猫より増し/子供も猫よりまし
ねこよりまし
こどももねこよりまし
【意味】
幼い子供など、頼りなく役に立ちそうにないが、 猫よりは良い、というたとえ。
【参考文献】
『成語林』旺文社、『広辞苑』岩波書店、『大漢語林』大修館書店、『四字熟語の辞典』三省堂、ほか。参考文献の全リストはこちら
【猫的解釈】
失恋は悲しい。 恋人に去られると、とてもつらい。 でも愛猫を失うよりはマシ。
だって、新しい恋をすれば、 新しい恋人をまた得られるけれど、 ボクは世界に2ニャンといないからね。
失恋は猫を失うよりは幸せ、って意味の諺にゃ。
だから、お願い。
うっかり玄関を開けっ放しにしたり、 窓の鍵をかけ忘れた結果、 ボクたちが外に出て迷子にならないよう、 じゅうぶん気をつけてニャ!
![小さなストーブに群がる猫達](https://nekojiten.com/kotowaza/img/nekoyorimashi2.jpg)
君たち、もう春なのに、そんなに寒いの?
「どーして おおきいほうのヒーターを つけてくれないニャ!ケチ!」
【雑学】
猫の方がまし、も成り立つ?
養蚕は、貧しい農村にとっては、重要な産業だった。 どれほど大切だったかは、虫に向かって
「お蚕様」
と、「お」と「様」付けで呼んだことでも窺われる。
養蚕が盛んだった群馬県では、 こんな“桑つみ唄”が歌われていたという。
蚕さい中に嫁御に出られ 貰わにゃなるまい とら毛猫
大切な労働力だった娘が嫁に行ってしまって、 という意味の他に、「ヨメゴ」は「ネズミ」の 別名でもあった。両方の意味を掛けた歌だ。

提供データ:
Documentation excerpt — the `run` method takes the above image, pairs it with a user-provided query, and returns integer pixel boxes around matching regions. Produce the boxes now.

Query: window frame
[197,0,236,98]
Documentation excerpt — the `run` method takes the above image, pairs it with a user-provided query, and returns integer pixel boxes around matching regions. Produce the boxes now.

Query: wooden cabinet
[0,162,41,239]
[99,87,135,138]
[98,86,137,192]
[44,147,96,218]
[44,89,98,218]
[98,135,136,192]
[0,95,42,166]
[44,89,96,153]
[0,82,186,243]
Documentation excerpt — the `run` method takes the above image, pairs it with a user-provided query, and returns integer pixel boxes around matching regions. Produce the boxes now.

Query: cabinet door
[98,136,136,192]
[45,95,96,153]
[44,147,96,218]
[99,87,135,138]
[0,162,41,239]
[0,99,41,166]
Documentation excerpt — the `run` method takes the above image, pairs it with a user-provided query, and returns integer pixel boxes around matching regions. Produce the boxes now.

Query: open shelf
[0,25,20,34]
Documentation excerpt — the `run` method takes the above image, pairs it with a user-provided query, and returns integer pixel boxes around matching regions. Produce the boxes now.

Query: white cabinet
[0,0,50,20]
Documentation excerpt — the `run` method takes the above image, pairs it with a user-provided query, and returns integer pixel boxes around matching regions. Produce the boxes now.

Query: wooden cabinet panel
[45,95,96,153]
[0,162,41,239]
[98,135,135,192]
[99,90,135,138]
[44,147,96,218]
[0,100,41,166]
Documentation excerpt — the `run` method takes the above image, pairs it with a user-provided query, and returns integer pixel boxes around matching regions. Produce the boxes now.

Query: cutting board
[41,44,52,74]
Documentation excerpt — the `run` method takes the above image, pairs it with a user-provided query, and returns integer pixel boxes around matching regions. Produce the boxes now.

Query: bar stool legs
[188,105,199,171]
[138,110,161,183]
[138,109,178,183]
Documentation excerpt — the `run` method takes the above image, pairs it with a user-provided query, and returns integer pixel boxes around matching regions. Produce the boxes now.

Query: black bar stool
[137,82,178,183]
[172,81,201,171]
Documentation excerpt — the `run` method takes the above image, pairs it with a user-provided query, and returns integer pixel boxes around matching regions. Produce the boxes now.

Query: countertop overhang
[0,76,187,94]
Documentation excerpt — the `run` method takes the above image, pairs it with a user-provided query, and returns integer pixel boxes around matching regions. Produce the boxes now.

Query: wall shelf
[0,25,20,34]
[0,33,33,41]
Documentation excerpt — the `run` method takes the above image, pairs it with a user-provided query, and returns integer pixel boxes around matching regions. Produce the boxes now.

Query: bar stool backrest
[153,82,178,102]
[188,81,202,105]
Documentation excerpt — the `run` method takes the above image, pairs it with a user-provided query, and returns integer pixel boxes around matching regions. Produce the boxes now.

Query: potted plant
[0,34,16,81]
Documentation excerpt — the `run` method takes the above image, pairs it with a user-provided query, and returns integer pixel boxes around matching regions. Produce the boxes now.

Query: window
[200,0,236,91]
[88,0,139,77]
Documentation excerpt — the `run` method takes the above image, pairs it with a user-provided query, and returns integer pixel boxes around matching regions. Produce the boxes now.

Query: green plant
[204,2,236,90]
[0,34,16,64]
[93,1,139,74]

課題:
上に掲げた、ことわざ「猫より増し」の解説文を、最後の文に続けて書き進めてください。

課題への回答:
猫は、養蚕農家にとっては、人間一人と 同じくらいに貴重な労働力だったのだ。 こんな記録も残っているという。
鼠の蚕にかかる防として猫を殊に選ぶことなり。 上品のところにては、猫の価金五両位にて、 馬の価は一両位なり。」
(松浦静山『甲子夜話2』中村幸彦・中野三敏校訂、平凡社東洋文庫)
猫の価格が馬の五倍とは驚きだ。
![パソコンをする猫](https://nekojiten.com/kotowaza/img/nekoyorimashi.jpg)
猫が大活躍した例は他にもある。
明治32年(1899年)、日本にペストが上陸した。 かつて中世ヨーロッパで大流行し、四人に一人が 死んだとされる恐ろしい伝染病である。 それまでペスト禍を知らなかった日本で流行ったら 大変なことになる。
北里柴三郎博士は、ドイツのコッホ博士とともに、 日本政府に進言する。
「すべての家で必ず猫を飼うべし」
ペスト菌はネズミが媒体するから ネズミ退治に猫を、という作戦だ。 猫の値段は高騰し、海外から輸入までされた。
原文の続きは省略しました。